> Problem
In this exercise, reproduce all the entries that follow exactly.

> Available data
- Opening Delimiter -
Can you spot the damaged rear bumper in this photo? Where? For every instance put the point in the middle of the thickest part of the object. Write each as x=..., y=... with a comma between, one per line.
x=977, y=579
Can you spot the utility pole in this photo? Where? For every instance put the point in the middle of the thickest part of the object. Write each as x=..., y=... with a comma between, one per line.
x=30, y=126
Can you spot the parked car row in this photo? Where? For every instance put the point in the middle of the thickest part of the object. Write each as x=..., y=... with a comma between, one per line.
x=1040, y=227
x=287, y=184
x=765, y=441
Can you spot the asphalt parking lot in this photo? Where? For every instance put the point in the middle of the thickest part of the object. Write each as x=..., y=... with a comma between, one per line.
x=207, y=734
- Closing Delimiter -
> Solution to this exercise
Can you spot the damaged rear bumper in this photo? Where? For every instance put the point in the middle of the thickest part of the object. Write each as x=..., y=... with a comma between, one per line.
x=977, y=579
Can you spot the utility pole in this photo? Where? For every instance put the point in the middle of the thickest part of the object. Write each as x=..., y=... with a comma between, one per line.
x=30, y=126
Can you spot the parked car row in this photo? Where? For every instance put the point in the middle of the thickest part of the object. Write each as x=..., y=... with a comma between, one per line.
x=1040, y=227
x=287, y=184
x=765, y=441
Can you spot the asphalt parking lot in this photo? Where? For every instance put the point in the middle of the thickest part of the object. Write each as x=..., y=... with a comma between, one per line.
x=207, y=734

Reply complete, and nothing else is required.